#### Texto de referencia ####

En mi circunstancia, en el sentido que Ortega y Gasset le daba al término, resulta innegable la impronta que han tenido acontecimientos tales como la Revolución de Octubre, la Guerra Civil española, el Holocausto, las guerras del 41 y del Cenepa, y la invasión a Iraq. De ahí que aquellos escritos relacionados con tales hechos tengan para mí una fascinación tal como que forman una buena parte de mis lecturas extraprofesionales y me significan visiones que quedan grabadas en el espejo del alma.
Conocía de la existencia de Vasili Grussman, judío soviético, quien por sus escritos murió en el ostracismo más atroz. Como no faltan buenos samaritanos en la tertulia de lectores que mantenemos, uno de ellos me proporcionó una de las obras de ese gran escritor. Se trata de “Todo fluye” (Galaxia Gutenberg, 2010).

#### Datos proporcionados ####

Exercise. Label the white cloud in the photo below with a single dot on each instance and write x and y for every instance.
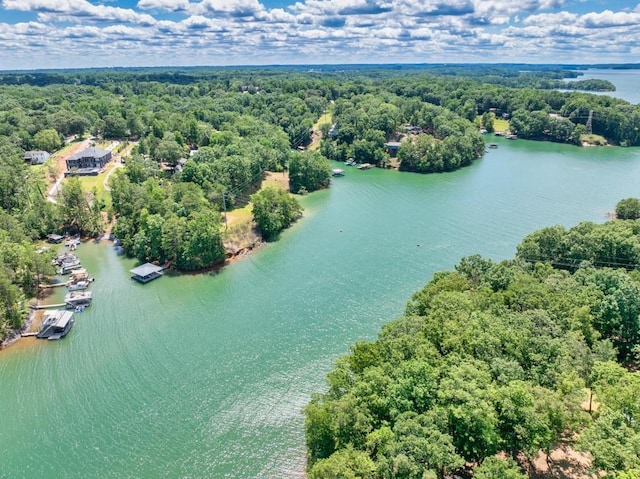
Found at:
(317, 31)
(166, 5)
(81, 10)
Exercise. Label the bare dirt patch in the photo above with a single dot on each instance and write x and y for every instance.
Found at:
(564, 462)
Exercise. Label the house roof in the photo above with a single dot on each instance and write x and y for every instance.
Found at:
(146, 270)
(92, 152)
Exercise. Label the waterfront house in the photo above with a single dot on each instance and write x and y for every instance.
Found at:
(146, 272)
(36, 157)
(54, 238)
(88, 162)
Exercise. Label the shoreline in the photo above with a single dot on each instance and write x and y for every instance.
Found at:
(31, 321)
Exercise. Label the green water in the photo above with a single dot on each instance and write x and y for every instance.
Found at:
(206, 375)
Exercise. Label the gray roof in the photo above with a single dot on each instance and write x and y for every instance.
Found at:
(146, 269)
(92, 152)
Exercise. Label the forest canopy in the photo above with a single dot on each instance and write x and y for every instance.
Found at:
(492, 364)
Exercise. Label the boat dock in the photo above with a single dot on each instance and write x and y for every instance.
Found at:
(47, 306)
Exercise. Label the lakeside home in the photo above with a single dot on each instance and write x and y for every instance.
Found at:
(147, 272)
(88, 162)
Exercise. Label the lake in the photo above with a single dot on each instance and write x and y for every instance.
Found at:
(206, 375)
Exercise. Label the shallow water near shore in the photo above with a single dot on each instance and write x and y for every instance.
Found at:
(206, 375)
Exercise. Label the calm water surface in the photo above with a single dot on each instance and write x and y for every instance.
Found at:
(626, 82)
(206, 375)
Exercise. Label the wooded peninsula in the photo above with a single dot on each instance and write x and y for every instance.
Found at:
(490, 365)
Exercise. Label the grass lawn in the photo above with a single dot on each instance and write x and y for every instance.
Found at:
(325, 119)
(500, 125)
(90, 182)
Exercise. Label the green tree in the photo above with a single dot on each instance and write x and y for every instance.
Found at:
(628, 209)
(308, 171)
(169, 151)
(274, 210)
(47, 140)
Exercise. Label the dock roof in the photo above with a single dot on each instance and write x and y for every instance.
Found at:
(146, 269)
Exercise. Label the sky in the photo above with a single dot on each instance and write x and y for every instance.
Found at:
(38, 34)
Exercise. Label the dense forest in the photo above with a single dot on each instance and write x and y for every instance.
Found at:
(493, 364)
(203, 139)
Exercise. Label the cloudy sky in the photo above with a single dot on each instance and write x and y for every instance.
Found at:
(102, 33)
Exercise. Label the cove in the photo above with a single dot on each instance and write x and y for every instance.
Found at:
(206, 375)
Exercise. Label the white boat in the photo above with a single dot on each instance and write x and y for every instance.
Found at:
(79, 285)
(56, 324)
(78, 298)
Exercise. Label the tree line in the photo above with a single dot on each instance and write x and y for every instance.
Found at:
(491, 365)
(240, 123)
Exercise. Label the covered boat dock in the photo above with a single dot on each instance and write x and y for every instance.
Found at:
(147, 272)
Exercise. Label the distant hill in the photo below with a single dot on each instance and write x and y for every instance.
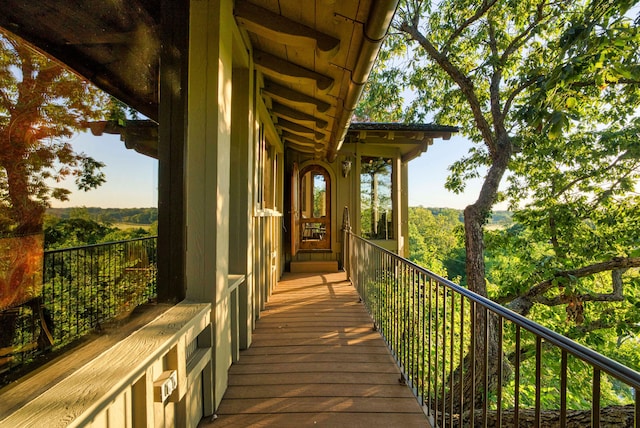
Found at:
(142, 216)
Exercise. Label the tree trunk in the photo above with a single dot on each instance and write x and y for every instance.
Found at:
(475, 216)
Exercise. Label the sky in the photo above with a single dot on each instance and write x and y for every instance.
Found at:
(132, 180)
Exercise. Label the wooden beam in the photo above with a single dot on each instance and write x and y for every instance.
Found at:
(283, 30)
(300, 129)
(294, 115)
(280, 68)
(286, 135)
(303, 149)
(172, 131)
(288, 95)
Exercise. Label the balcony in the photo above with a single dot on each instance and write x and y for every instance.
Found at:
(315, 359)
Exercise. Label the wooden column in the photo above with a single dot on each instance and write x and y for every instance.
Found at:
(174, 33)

####
#### Datos proporcionados ####

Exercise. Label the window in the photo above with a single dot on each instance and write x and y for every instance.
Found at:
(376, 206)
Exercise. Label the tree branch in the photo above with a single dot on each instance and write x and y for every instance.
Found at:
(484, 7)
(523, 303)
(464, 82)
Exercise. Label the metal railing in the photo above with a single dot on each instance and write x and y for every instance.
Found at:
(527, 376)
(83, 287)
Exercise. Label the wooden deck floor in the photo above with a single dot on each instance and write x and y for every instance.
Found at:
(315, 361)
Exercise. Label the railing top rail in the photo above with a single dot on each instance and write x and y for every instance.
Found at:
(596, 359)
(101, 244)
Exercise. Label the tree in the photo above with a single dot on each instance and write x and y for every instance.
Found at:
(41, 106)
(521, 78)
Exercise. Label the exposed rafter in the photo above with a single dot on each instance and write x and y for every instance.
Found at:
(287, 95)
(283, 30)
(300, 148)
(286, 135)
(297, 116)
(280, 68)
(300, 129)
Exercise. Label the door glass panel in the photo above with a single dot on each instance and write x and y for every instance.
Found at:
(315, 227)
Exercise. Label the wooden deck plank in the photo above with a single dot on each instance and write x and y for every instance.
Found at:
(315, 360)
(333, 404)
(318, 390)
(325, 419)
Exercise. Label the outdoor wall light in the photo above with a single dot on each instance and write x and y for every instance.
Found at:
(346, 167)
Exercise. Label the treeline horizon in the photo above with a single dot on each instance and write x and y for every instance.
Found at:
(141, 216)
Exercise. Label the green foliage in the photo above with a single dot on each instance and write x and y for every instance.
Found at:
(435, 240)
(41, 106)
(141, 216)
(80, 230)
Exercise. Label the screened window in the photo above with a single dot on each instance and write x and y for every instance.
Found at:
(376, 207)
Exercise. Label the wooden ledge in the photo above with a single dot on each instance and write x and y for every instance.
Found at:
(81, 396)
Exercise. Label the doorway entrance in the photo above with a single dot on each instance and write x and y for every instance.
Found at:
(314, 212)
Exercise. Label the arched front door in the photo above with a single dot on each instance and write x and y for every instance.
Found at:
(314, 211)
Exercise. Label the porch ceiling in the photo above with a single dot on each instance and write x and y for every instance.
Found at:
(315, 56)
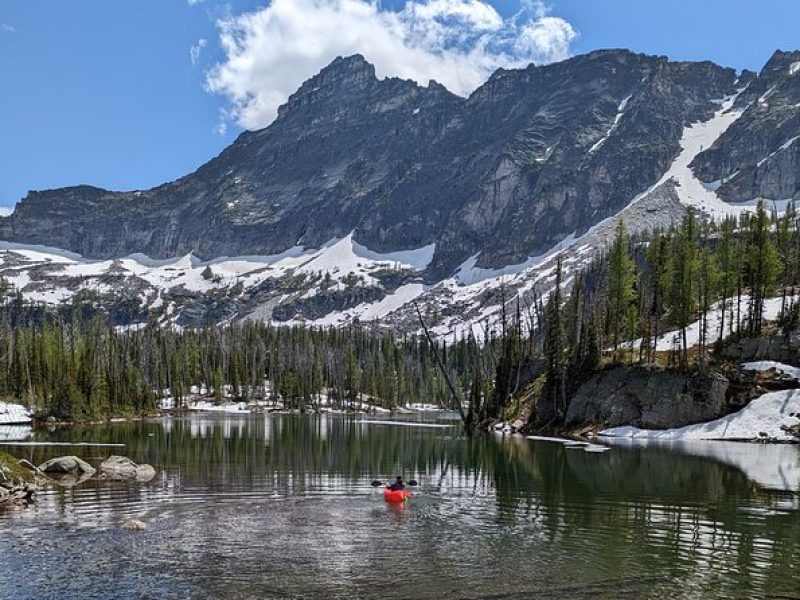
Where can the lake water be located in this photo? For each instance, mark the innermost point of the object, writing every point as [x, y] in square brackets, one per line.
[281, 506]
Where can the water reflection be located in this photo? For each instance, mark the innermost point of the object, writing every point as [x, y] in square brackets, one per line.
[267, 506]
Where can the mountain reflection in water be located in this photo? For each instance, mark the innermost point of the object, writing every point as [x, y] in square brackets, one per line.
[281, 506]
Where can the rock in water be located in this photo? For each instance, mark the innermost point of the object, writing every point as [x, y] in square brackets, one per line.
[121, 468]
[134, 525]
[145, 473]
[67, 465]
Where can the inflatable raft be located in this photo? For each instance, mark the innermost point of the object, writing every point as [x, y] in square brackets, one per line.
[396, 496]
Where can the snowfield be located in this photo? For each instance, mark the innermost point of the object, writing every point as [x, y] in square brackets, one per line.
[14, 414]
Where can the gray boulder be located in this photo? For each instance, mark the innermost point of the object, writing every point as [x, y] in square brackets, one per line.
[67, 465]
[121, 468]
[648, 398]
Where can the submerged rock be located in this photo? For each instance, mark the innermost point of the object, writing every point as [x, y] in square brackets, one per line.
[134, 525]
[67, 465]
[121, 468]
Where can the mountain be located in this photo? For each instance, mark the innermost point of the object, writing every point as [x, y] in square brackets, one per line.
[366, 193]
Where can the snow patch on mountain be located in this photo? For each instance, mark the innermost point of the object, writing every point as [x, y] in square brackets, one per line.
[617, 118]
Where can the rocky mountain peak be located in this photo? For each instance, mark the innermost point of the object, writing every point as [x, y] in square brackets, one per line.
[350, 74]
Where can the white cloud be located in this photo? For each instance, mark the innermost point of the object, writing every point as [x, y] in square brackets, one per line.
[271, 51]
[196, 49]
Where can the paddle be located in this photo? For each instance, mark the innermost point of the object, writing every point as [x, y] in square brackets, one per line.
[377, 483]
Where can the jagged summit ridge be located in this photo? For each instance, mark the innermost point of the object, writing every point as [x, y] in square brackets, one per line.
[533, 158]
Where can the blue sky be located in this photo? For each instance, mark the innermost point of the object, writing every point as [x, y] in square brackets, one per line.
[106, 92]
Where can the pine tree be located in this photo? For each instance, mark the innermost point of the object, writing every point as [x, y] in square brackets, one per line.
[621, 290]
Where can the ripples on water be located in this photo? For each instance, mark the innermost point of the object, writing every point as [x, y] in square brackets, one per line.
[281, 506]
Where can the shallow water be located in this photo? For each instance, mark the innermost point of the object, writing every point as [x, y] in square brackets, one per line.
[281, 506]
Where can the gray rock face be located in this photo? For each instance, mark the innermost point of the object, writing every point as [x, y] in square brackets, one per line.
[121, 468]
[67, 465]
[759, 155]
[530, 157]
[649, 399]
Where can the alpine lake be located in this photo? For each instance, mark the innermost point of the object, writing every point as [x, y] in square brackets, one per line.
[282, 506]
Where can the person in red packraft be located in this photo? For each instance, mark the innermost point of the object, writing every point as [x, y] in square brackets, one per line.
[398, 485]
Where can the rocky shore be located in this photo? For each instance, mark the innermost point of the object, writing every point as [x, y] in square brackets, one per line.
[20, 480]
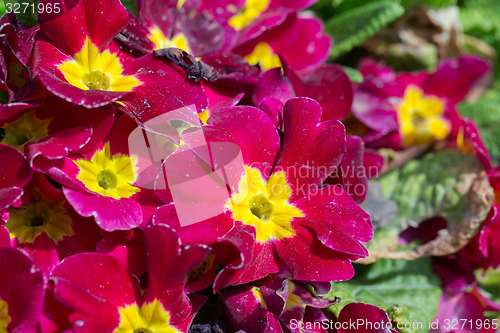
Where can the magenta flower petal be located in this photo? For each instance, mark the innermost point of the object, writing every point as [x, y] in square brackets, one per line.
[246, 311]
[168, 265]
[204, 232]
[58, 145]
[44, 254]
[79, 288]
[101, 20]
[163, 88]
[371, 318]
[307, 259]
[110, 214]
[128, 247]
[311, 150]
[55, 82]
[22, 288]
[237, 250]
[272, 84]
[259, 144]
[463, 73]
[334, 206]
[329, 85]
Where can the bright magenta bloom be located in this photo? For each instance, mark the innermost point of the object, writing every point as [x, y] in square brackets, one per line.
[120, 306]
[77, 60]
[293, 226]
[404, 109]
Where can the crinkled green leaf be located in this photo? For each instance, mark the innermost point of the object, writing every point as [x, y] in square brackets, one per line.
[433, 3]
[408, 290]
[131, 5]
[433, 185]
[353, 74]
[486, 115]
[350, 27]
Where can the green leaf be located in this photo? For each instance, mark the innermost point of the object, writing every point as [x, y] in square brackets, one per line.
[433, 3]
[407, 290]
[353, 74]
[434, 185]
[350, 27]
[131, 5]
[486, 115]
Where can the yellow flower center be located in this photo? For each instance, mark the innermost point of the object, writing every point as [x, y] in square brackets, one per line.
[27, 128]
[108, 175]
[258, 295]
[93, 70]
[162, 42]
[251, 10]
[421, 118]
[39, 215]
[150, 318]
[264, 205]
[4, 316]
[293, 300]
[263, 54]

####
#### Datos proporcionados ####

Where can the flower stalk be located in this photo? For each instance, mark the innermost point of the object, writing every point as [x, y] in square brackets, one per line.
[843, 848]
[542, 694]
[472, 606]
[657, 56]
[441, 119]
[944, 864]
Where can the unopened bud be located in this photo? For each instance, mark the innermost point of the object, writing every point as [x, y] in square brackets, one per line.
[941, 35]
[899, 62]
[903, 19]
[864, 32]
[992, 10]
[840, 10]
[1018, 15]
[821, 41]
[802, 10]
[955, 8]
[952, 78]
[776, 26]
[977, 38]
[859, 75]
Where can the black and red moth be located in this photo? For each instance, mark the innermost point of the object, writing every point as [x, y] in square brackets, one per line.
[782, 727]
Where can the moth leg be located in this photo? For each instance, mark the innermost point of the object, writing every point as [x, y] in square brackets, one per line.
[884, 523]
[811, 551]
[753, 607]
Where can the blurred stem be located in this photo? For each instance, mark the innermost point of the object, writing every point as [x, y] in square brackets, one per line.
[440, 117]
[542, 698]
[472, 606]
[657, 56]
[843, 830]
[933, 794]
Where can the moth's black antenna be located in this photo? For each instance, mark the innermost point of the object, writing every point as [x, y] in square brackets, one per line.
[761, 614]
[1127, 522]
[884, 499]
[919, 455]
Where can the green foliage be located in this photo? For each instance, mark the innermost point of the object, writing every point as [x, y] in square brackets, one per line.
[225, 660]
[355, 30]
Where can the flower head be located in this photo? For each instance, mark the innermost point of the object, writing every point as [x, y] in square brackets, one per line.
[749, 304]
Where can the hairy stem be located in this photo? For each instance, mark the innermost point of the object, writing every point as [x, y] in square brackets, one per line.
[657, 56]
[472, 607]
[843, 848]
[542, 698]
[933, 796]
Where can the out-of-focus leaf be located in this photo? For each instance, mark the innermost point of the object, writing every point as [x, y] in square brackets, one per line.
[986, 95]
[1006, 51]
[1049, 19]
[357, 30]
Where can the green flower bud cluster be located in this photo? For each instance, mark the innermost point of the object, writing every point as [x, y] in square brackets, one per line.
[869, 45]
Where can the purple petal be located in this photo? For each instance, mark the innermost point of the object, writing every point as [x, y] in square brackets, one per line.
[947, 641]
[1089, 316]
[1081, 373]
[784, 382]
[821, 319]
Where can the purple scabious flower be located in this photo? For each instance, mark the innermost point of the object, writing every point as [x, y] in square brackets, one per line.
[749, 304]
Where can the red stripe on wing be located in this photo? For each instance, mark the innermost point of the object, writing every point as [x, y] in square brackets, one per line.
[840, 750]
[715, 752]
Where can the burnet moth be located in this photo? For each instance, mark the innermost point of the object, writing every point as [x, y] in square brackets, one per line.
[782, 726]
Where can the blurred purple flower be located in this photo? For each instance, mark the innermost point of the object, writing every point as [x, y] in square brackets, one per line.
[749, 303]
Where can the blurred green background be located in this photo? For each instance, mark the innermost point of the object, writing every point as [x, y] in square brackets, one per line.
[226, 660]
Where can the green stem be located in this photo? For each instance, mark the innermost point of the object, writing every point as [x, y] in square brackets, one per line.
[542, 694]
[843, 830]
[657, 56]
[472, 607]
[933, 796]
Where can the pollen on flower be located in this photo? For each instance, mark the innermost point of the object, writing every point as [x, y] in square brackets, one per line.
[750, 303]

####

Trabajo por realizar: Reproduce sin cambios el fragmento del texto de referencia que comienza en "En mi circunstancia, en" y termina en "(Galaxia Gutenberg, 2010).".

Respuesta:
En mi circunstancia, en el sentido que Ortega y Gasset le daba al término, resulta innegable la impronta que han tenido acontecimientos tales como la Revolución de Octubre, la Guerra Civil española, el Holocausto, las guerras del 41 y del Cenepa, y la invasión a Iraq. De ahí que aquellos escritos relacionados con tales hechos tengan para mí una fascinación tal como que forman una buena parte de mis lecturas extraprofesionales y me significan visiones que quedan grabadas en el espejo del alma.
Conocía de la existencia de Vasili Grussman, judío soviético, quien por sus escritos murió en el ostracismo más atroz. Como no faltan buenos samaritanos en la tertulia de lectores que mantenemos, uno de ellos me proporcionó una de las obras de ese gran escritor. Se trata de “Todo fluye” (Galaxia Gutenberg, 2010).